### WORK TO COMPLETE
Make a verbatim copy of the entries below; pictures stay out.

** begin LISTING **

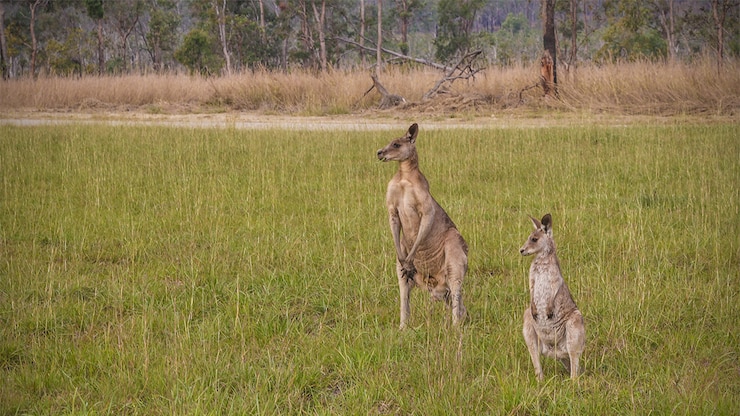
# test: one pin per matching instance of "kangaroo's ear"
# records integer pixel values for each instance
(547, 224)
(535, 222)
(413, 131)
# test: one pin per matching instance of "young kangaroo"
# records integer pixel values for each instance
(553, 325)
(430, 252)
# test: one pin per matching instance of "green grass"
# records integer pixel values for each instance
(150, 270)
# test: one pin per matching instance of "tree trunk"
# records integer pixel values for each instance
(573, 32)
(719, 12)
(362, 33)
(378, 56)
(320, 20)
(667, 21)
(3, 45)
(101, 51)
(221, 15)
(34, 43)
(307, 35)
(547, 74)
(550, 45)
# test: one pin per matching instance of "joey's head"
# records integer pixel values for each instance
(541, 238)
(401, 149)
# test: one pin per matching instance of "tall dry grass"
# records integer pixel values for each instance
(625, 88)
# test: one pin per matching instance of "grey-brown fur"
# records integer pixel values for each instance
(553, 325)
(430, 252)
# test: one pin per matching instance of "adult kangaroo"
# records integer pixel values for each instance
(430, 252)
(553, 325)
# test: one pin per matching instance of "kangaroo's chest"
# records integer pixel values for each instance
(408, 200)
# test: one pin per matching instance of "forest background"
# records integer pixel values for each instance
(223, 37)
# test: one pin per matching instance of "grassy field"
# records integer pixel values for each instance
(154, 270)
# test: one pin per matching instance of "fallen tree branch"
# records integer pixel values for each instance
(396, 54)
(464, 70)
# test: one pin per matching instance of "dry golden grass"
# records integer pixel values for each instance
(625, 88)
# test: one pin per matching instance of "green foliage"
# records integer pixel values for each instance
(95, 9)
(455, 27)
(153, 270)
(622, 44)
(162, 35)
(197, 54)
(516, 40)
(632, 34)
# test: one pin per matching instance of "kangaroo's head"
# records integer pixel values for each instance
(401, 149)
(541, 238)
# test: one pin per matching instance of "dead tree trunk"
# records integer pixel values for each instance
(547, 74)
(549, 42)
(387, 99)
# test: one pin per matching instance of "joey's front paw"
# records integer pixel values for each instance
(409, 271)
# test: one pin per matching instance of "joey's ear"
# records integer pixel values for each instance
(547, 223)
(535, 222)
(413, 131)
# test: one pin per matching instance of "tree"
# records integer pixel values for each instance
(720, 12)
(455, 27)
(124, 15)
(162, 34)
(631, 33)
(4, 64)
(405, 11)
(320, 18)
(35, 6)
(549, 61)
(221, 22)
(95, 11)
(664, 9)
(196, 53)
(379, 50)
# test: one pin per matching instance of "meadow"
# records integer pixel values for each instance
(162, 270)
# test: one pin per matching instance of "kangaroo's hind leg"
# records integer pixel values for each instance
(404, 287)
(533, 343)
(575, 336)
(456, 267)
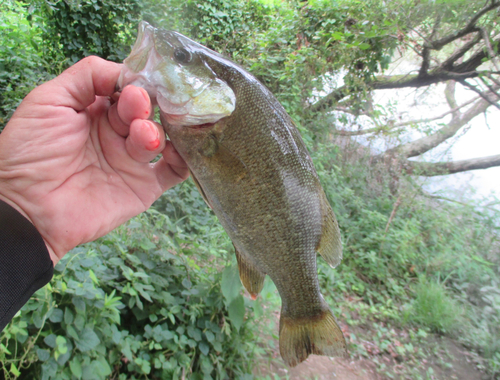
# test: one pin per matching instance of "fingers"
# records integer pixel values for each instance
(78, 86)
(145, 141)
(133, 103)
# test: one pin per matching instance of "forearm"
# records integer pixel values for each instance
(25, 264)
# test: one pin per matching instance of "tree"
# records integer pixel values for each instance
(449, 47)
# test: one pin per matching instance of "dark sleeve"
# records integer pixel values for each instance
(25, 264)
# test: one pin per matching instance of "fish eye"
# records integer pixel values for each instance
(181, 55)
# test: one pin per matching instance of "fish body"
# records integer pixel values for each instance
(253, 169)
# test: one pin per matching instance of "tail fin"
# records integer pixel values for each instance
(318, 335)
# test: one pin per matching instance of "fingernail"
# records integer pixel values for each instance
(155, 143)
(144, 93)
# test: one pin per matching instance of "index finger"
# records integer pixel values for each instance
(78, 86)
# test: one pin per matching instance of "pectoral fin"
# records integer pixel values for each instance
(330, 244)
(230, 165)
(251, 277)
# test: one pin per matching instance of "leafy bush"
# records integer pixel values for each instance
(136, 302)
(433, 308)
(25, 58)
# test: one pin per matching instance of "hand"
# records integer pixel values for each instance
(77, 164)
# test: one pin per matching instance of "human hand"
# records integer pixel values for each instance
(77, 164)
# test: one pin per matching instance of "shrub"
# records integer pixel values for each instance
(134, 303)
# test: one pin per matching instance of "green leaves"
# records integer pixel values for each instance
(87, 340)
(236, 311)
(95, 322)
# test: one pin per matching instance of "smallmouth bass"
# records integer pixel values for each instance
(251, 166)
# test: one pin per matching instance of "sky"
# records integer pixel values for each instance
(480, 138)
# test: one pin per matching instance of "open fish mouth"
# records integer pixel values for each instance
(187, 93)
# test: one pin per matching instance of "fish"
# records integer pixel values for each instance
(250, 164)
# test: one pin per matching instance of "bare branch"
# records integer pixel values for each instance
(426, 143)
(487, 41)
(469, 28)
(430, 169)
(459, 53)
(391, 125)
(473, 62)
(481, 94)
(405, 123)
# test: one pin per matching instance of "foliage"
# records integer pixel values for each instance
(433, 308)
(140, 301)
(160, 296)
(89, 27)
(25, 59)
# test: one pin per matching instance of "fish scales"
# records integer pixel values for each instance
(253, 169)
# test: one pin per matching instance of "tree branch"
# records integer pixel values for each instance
(390, 126)
(487, 42)
(460, 52)
(469, 28)
(426, 143)
(481, 94)
(428, 169)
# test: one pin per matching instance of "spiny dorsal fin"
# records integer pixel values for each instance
(251, 277)
(330, 244)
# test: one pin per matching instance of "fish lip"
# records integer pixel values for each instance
(202, 126)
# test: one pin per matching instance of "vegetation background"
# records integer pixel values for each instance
(160, 298)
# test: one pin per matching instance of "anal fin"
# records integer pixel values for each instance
(330, 244)
(251, 277)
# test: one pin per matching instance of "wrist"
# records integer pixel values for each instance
(19, 209)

** end LISTING **

### IN RESPONSE
# test: one pin per matching instance of "kangaroo's ear"
# records integer pixel values for each instance
(547, 224)
(535, 222)
(413, 131)
# test: one pin per matching instance of "young kangaroo"
# records integer pixel values for each instance
(553, 325)
(430, 252)
# test: one pin per matching instance of "green grass"
# records integer pixel values for each instance
(150, 270)
# test: one pin per matching instance of "tree trunk"
# records integer pixel values for each instance
(573, 32)
(719, 12)
(362, 33)
(378, 56)
(320, 20)
(667, 21)
(3, 45)
(101, 51)
(221, 15)
(34, 43)
(307, 35)
(547, 74)
(550, 45)
# test: one pin per matching instance of "joey's head"
# records integer pixel values for each instance
(541, 238)
(401, 149)
# test: one pin per matching instance of "tall dry grass"
# records integer pixel values for each instance
(625, 88)
# test: one pin per matching instance of "grey-brown fur"
# records integer pixel values for each instance
(553, 325)
(430, 252)
# test: one pin per matching instance of "adult kangaroo"
# records integer pixel values for each instance
(430, 252)
(553, 325)
# test: one pin per matching instance of "kangaroo's chest"
# records integer pixel values for each instance
(408, 200)
# test: one pin per matching instance of "forest background"
# records integer pixel values for each instance
(223, 37)
# test: one pin per matching instance of "grassy field"
# records integer pixel values for each instance
(154, 270)
# test: one pin per matching instance of "fallen tree branch"
# records integer pixel values for each instance
(396, 54)
(464, 70)
# test: one pin per matching instance of "dry golden grass"
# records integer pixel values for each instance
(625, 88)
# test: one pin per matching instance of "green foliage"
# records integer pixel values for each instance
(95, 9)
(455, 27)
(153, 270)
(622, 44)
(162, 35)
(197, 54)
(516, 40)
(632, 34)
# test: one pin per matching instance of "kangaroo's head"
# records integer pixel values for each instance
(401, 149)
(541, 238)
# test: one pin per matching instance of "dead tree trunk"
# records integer pixel values for each instance
(547, 74)
(549, 42)
(387, 99)
# test: one pin per matching instance of "joey's front paw"
# records integer pixel values for each instance
(409, 271)
# test: one pin per matching instance of "joey's ear"
# records integer pixel values for each instance
(547, 223)
(535, 222)
(413, 131)
# test: one pin per matching instance of "tree"
# records integer pixel values for each instance
(720, 12)
(455, 27)
(124, 15)
(162, 34)
(631, 33)
(4, 64)
(405, 11)
(320, 18)
(35, 6)
(549, 61)
(221, 22)
(95, 11)
(664, 9)
(196, 53)
(379, 50)
# test: one pin per matching instance of "meadow"
# records integer pixel values for each instance
(162, 270)
# test: one pin per matching instance of "kangaroo's hind leg"
# records integer pixel values for each instance
(404, 287)
(533, 343)
(575, 336)
(456, 267)
# test: one pin per matching instance of "fingers"
# records integer pixel values for each instance
(78, 86)
(145, 141)
(133, 103)
# test: one pin per matching instance of "forearm"
# records integer pixel values for each instance
(25, 264)
# test: one pin per matching instance of "tree"
# records integer pixel values for each instance
(449, 47)
# test: one pin per matching instance of "dark sleeve"
# records integer pixel values for each instance
(25, 264)
# test: one pin per matching instance of "fish eye"
# records integer pixel values for each instance
(181, 55)
# test: one pin per matching instance of "fish body"
# records integer pixel values for each instance
(253, 169)
# test: one pin per matching instance of "tail fin"
# records integer pixel values for each instance
(318, 335)
# test: one pin per matching instance of "fingernail"
# records integer pixel values for each instance
(155, 143)
(144, 93)
# test: one pin per matching instance of "index finger"
# records integer pixel values for each instance
(78, 86)
# test: one pin per matching instance of "pectoral fin"
# records integer pixel values for each instance
(330, 244)
(230, 165)
(251, 277)
# test: one pin per matching instance of "leafy bush"
# records integer pixel values for each instance
(136, 302)
(433, 308)
(25, 58)
# test: one pin per matching instance of "hand"
# records integer pixel values for each instance
(77, 164)
# test: one pin per matching instance of "human hand"
# records integer pixel values for each instance
(77, 164)
# test: one pin per matching instance of "shrub"
# records integer pixel values for each instance
(134, 303)
# test: one pin per matching instance of "green leaves"
# records integer pixel values for each instance
(87, 340)
(236, 311)
(95, 322)
# test: one pin per matching instance of "smallmouth bass"
# records integer pixel values for each instance
(251, 166)
# test: one pin per matching instance of "sky"
# records integer pixel values for each instance
(480, 138)
# test: one pin per matching instance of "open fish mouth"
# records integer pixel values for each instance
(187, 93)
# test: one pin per matching instance of "fish"
# records integer pixel values for each instance
(250, 164)
# test: one pin per matching instance of "bare branch"
# records integer pixel values for each instance
(426, 143)
(487, 41)
(469, 28)
(430, 169)
(459, 53)
(391, 125)
(473, 62)
(481, 94)
(405, 123)
# test: one pin per matching instance of "foliage"
# records integer pixel values for each instance
(433, 308)
(140, 301)
(160, 296)
(89, 27)
(25, 59)
# test: one pin per matching instance of "fish scales"
# records integer pixel values for each instance
(253, 169)
# test: one pin per matching instance of "tree branch"
# records integer pixel values for each instance
(390, 126)
(487, 42)
(460, 52)
(469, 28)
(426, 143)
(481, 94)
(428, 169)
# test: one pin per matching instance of "spiny dorsal fin"
# records integer pixel values for each instance
(251, 277)
(330, 244)
# test: one pin per matching instance of "fish lip"
# records integer pixel values for each instance
(202, 126)
# test: one pin per matching instance of "vegetation background"
# records integer pixel values for each instance
(160, 298)
# test: one pin per matching instance of "anal fin"
# records integer pixel values for each instance
(330, 244)
(251, 277)
# test: one pin per matching instance of "wrist"
# records integer pixel values for each instance
(19, 209)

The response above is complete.